(TASK REQUIREMENTS): The full data must be written out exactly, with every line included.

── RECORDS TO USE

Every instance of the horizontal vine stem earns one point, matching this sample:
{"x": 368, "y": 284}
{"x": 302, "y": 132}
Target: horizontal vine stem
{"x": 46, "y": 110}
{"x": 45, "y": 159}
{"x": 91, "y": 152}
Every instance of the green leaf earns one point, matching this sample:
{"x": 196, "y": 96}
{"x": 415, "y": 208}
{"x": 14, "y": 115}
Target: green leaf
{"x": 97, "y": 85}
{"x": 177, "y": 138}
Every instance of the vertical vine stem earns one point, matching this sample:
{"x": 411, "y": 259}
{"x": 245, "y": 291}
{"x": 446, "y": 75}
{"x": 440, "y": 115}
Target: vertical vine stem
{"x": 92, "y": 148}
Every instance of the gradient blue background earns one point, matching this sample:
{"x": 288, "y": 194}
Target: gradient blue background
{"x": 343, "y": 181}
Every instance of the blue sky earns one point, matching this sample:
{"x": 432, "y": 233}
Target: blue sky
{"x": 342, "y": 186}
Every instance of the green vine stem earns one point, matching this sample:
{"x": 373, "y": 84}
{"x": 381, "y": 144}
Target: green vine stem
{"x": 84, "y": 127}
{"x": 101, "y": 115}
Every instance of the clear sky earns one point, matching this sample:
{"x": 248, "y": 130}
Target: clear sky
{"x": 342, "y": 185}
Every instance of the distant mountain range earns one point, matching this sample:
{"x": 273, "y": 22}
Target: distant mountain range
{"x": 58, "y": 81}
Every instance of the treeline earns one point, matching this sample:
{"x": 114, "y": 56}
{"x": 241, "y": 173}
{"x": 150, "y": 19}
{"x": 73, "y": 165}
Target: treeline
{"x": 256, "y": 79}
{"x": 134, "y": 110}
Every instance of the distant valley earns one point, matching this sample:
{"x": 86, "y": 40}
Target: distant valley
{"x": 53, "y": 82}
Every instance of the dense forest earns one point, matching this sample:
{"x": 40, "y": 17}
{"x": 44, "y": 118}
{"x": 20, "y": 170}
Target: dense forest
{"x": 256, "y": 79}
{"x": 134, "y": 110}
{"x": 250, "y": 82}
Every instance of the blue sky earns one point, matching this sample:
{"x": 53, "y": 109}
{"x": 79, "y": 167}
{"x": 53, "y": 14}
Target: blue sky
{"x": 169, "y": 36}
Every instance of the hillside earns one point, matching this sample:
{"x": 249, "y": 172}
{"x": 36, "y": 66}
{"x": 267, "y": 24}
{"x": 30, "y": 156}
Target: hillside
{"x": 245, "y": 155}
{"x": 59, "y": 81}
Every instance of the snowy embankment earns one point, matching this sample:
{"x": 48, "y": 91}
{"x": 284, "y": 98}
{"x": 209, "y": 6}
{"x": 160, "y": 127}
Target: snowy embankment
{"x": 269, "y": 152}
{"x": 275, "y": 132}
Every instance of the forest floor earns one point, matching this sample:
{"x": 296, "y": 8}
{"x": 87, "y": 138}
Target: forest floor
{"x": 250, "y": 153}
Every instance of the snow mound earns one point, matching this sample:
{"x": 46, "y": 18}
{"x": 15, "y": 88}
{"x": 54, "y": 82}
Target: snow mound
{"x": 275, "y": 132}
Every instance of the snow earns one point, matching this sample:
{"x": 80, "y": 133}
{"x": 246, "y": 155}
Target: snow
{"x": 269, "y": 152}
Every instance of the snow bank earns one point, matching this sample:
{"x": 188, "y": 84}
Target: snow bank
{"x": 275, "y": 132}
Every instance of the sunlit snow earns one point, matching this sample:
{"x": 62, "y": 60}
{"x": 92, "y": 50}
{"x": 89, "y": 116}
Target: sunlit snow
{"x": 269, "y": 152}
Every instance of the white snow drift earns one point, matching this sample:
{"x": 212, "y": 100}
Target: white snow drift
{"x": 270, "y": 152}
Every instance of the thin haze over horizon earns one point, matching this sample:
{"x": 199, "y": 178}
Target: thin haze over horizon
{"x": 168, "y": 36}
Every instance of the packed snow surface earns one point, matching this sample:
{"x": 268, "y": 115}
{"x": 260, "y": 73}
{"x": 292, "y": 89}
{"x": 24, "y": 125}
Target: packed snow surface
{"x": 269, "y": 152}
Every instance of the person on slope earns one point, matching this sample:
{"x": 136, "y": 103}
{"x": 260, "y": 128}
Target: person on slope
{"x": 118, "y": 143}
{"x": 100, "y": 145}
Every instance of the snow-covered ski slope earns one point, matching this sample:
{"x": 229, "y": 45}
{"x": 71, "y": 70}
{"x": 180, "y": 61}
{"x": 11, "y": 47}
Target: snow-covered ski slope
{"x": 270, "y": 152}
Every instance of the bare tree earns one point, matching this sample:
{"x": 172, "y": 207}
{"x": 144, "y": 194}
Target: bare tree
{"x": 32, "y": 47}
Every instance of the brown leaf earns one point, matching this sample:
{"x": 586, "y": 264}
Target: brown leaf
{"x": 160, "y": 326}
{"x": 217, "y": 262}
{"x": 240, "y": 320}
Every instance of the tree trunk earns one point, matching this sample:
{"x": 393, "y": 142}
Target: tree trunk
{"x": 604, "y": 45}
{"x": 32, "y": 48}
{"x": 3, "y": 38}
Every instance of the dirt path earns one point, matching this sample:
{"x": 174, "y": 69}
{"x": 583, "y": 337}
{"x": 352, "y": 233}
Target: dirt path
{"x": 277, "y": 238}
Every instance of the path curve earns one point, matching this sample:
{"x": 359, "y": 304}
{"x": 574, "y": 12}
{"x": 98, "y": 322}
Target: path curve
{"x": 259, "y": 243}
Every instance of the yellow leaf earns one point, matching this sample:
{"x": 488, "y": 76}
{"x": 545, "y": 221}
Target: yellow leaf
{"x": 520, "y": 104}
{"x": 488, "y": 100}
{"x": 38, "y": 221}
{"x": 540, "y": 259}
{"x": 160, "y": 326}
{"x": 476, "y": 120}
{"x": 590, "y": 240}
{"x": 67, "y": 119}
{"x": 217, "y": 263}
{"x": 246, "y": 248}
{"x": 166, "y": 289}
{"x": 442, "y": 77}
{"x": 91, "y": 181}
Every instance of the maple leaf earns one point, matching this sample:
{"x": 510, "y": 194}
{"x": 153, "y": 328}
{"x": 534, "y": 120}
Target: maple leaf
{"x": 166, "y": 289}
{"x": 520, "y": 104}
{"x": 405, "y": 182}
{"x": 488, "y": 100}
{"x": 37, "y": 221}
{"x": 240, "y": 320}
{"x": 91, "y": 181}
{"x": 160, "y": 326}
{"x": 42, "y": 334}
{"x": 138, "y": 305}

────

(EXERCISE SOLUTION):
Every instance of the horizontal vine stem earns one point, matching this sample:
{"x": 368, "y": 284}
{"x": 302, "y": 132}
Target: horizontal vine stem
{"x": 46, "y": 110}
{"x": 45, "y": 159}
{"x": 91, "y": 152}
Every instance of the green leaf earns one point, matching this sample:
{"x": 196, "y": 96}
{"x": 415, "y": 208}
{"x": 14, "y": 115}
Target: green leaf
{"x": 97, "y": 85}
{"x": 177, "y": 138}
Every instance of the vertical vine stem earns one point, matching this sample:
{"x": 411, "y": 259}
{"x": 245, "y": 291}
{"x": 446, "y": 75}
{"x": 440, "y": 115}
Target: vertical vine stem
{"x": 92, "y": 148}
Every instance of the gradient blue background earns one point, matching this sample:
{"x": 288, "y": 194}
Target: gradient blue background
{"x": 343, "y": 181}
Every instance of the blue sky earns one point, matching this sample:
{"x": 432, "y": 233}
Target: blue sky
{"x": 342, "y": 186}
Every instance of the green vine stem earns one point, matching this sample:
{"x": 373, "y": 84}
{"x": 381, "y": 144}
Target: green vine stem
{"x": 84, "y": 127}
{"x": 101, "y": 115}
Every instance of the clear sky earns one point, matching this sample:
{"x": 248, "y": 130}
Target: clear sky
{"x": 342, "y": 185}
Every instance of the distant mountain range earns one point, matching this sample:
{"x": 273, "y": 22}
Target: distant mountain range
{"x": 58, "y": 81}
Every instance of the treeline earns one point, matching this sample:
{"x": 114, "y": 56}
{"x": 241, "y": 173}
{"x": 150, "y": 19}
{"x": 73, "y": 165}
Target: treeline
{"x": 256, "y": 79}
{"x": 134, "y": 110}
Every instance of the distant valley earns one point, matching this sample:
{"x": 86, "y": 40}
Target: distant valley
{"x": 53, "y": 82}
Every instance of the dense forest earns one point, matching this sample:
{"x": 40, "y": 17}
{"x": 44, "y": 118}
{"x": 20, "y": 170}
Target: dense forest
{"x": 256, "y": 79}
{"x": 134, "y": 110}
{"x": 250, "y": 82}
Every instance of the blue sky earns one point, matching this sample:
{"x": 53, "y": 109}
{"x": 79, "y": 167}
{"x": 53, "y": 14}
Target: blue sky
{"x": 169, "y": 36}
Every instance of the hillside earns one point, matching this sample:
{"x": 249, "y": 172}
{"x": 36, "y": 66}
{"x": 267, "y": 24}
{"x": 30, "y": 156}
Target: hillside
{"x": 245, "y": 155}
{"x": 59, "y": 81}
Every instance of the snowy embankment earns one point, matching this sample:
{"x": 48, "y": 91}
{"x": 284, "y": 98}
{"x": 209, "y": 6}
{"x": 160, "y": 127}
Target: snowy embankment
{"x": 269, "y": 152}
{"x": 275, "y": 132}
Every instance of the forest floor earns one point, matching this sample:
{"x": 296, "y": 8}
{"x": 87, "y": 138}
Target: forest floor
{"x": 250, "y": 153}
Every instance of the snow mound earns one point, matching this sample:
{"x": 46, "y": 18}
{"x": 15, "y": 88}
{"x": 54, "y": 82}
Target: snow mound
{"x": 275, "y": 132}
Every instance of the snow earns one point, matching this sample:
{"x": 80, "y": 133}
{"x": 246, "y": 155}
Target: snow
{"x": 269, "y": 152}
Every instance of the snow bank earns one point, matching this sample:
{"x": 188, "y": 84}
Target: snow bank
{"x": 275, "y": 132}
Every instance of the sunlit snow earns one point, matching this sample:
{"x": 62, "y": 60}
{"x": 92, "y": 50}
{"x": 89, "y": 116}
Target: sunlit snow
{"x": 269, "y": 152}
Every instance of the white snow drift earns one point, matching this sample:
{"x": 212, "y": 100}
Target: white snow drift
{"x": 270, "y": 152}
Every instance of the thin haze over horizon earns one point, matching this sample:
{"x": 199, "y": 178}
Target: thin haze over horizon
{"x": 168, "y": 36}
Every instance of the packed snow surface earns one point, matching this sample:
{"x": 268, "y": 115}
{"x": 260, "y": 73}
{"x": 292, "y": 89}
{"x": 24, "y": 125}
Target: packed snow surface
{"x": 269, "y": 152}
Every instance of the person on slope earns one point, matching this sample:
{"x": 136, "y": 103}
{"x": 260, "y": 128}
Target: person on slope
{"x": 118, "y": 143}
{"x": 100, "y": 145}
Every instance of the snow-covered ski slope earns one point, matching this sample:
{"x": 229, "y": 45}
{"x": 71, "y": 70}
{"x": 180, "y": 61}
{"x": 11, "y": 47}
Target: snow-covered ski slope
{"x": 270, "y": 152}
Every instance of the bare tree earns one point, matching this sample:
{"x": 172, "y": 207}
{"x": 144, "y": 194}
Target: bare tree
{"x": 32, "y": 47}
Every instance of the brown leaf earns one point, matching this sample:
{"x": 586, "y": 264}
Target: brown leaf
{"x": 160, "y": 326}
{"x": 217, "y": 262}
{"x": 240, "y": 320}
Every instance of the tree trunk earns one point, matching this sample:
{"x": 393, "y": 142}
Target: tree trunk
{"x": 604, "y": 45}
{"x": 32, "y": 48}
{"x": 3, "y": 38}
Every instance of the dirt path earns one point, matching this sample:
{"x": 174, "y": 69}
{"x": 583, "y": 337}
{"x": 352, "y": 233}
Target: dirt path
{"x": 277, "y": 238}
Every instance of the path curve earns one point, matching this sample:
{"x": 359, "y": 304}
{"x": 574, "y": 12}
{"x": 98, "y": 322}
Target: path curve
{"x": 259, "y": 243}
Every instance of the yellow leaf earns one point, matching this sample:
{"x": 488, "y": 76}
{"x": 545, "y": 221}
Target: yellow leaf
{"x": 520, "y": 104}
{"x": 488, "y": 100}
{"x": 38, "y": 221}
{"x": 540, "y": 259}
{"x": 160, "y": 326}
{"x": 476, "y": 120}
{"x": 590, "y": 240}
{"x": 67, "y": 119}
{"x": 217, "y": 263}
{"x": 246, "y": 248}
{"x": 166, "y": 289}
{"x": 442, "y": 77}
{"x": 91, "y": 181}
Every instance of the maple leaf earns one point, matching this sample:
{"x": 510, "y": 194}
{"x": 153, "y": 328}
{"x": 534, "y": 120}
Target: maple leaf
{"x": 166, "y": 289}
{"x": 520, "y": 104}
{"x": 405, "y": 182}
{"x": 488, "y": 100}
{"x": 37, "y": 221}
{"x": 240, "y": 320}
{"x": 91, "y": 181}
{"x": 160, "y": 326}
{"x": 42, "y": 334}
{"x": 138, "y": 305}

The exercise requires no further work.